- Document segment:
Service providers include Real Estate agents, four bank branches and dry cleaners. Other service providers are located within The Glen Shopping Centre.

==Hotels==
Nearby hotels include Novotel, Hotel Ibis, Waverley International Hotel and Quest Serviced Apartments.

==Public transport==
The Kingsway shopping precinct is served by buses and trains. Glen Waverley railway station is the terminal station for the Glen Waverley railway line. The bus interchange north of the station on Railway Parade North acts as a hub for transport activity in the Glen Waverley area.

===Bus===

| Routes | Operator | Zone(s) | To / From | Via |
|---|---|---|---|---|
| 623 | CDC Melbourne | 1, 2 | Glen Waverley / St. Kilda | Mount Waverley / Chadstone / Carnegie |
| 734 | Ventura Bus Lines | 1, 2 | Glen Iris / Glen Waverley | Ashburton / Ashwood / Wesley College |
| 736 | Ventura Bus Lines | 2 | Mitcham / Blackburn | Vermont South / Glen Waverley / Forest Hill |
| 737 | Ventura Bus Lines | 2 | Croydon / Monash University | Boronia / Knox City SC / Glen Waverley |
| 742 | Ventura Bus Lines | 1, 2 | Eastland SC / Chadstone SC | Vermont South / Glen Waverley / Oakleigh |
| 753 | Ventura Bus Lines) | 2 | Glen Waverley / Bayswater | Wheelers Hill / Knoxfield / Boronia |
| 754 | Ventura Bus Lines | 2 | Rowville / Glen Waverley | Caulfield Grammar / Wheelers Hill |
| 850 | Grenda's Bus Services | 2 | Dandenong / Glen Waverley | Brandon Park / Mulgrave |

==Redevelopment==

In January 2006, the Monash City Council agreed in principle to the redevelopment of the transport hub and began to negotiate with VicTrack Access to develop a mixed-use multi storey building located in the forecourt area of the Glen Waverley Railway Station. This development is part of the Victorian Government's Melbourne 2030 plan. The redevelopment will include a multi-deck car park, multi-story residential and commercial buildings and a pedestrian bridge or underground crossing linking both buildings. The Glen Waverley Railway Station is also planned to be redeveloped. The first stage of redevelopment, entailing preliminary roadworks is due for completion in October 2009. The Kingsway Realignment Project is jointly funded by Monash City Council, the Department of Planning and Community Development's 'Creating Better Places Program' and VicTrack.

- Requirements:
**1.** In the Glen Waverley passage, when was the first stage of the redevelopment due for completion?
**2.** Copy the Glen Waverley passage word for word from "Service providers include" to "Quest Serviced Apartments.".
**3.** Extend the Glen Waverley passage by writing what comes after its final sentence.
The data that comes next is separate from the Glen Waverley passage.

- Stored data:

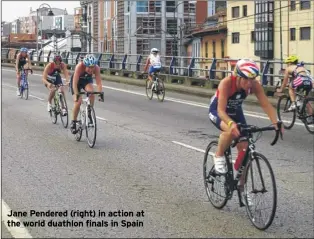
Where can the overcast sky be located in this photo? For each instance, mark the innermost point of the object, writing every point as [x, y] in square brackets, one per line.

- Written responses:
**1.** October 2009.

**2.**
Service providers include Real Estate agents, four bank branches and dry cleaners. Other service providers are located within The Glen Shopping Centre.

==Hotels==
Nearby hotels include Novotel, Hotel Ibis, Waverley International Hotel and Quest Serviced Apartments.

**3.**
==Festivals==
Kingsway hosted Glen Waverley's inaugural Food and Wine Festival in November 2009. The festival was primarily funded through the Monash City Council having approved $80,000 in funding in 2008, and included many Kingsway retailers and Victorian wineries. The streets surrounding Kingsway was closed off to traffic.

An inaugural Chinese New Year Lantern Festival was held in February 2009.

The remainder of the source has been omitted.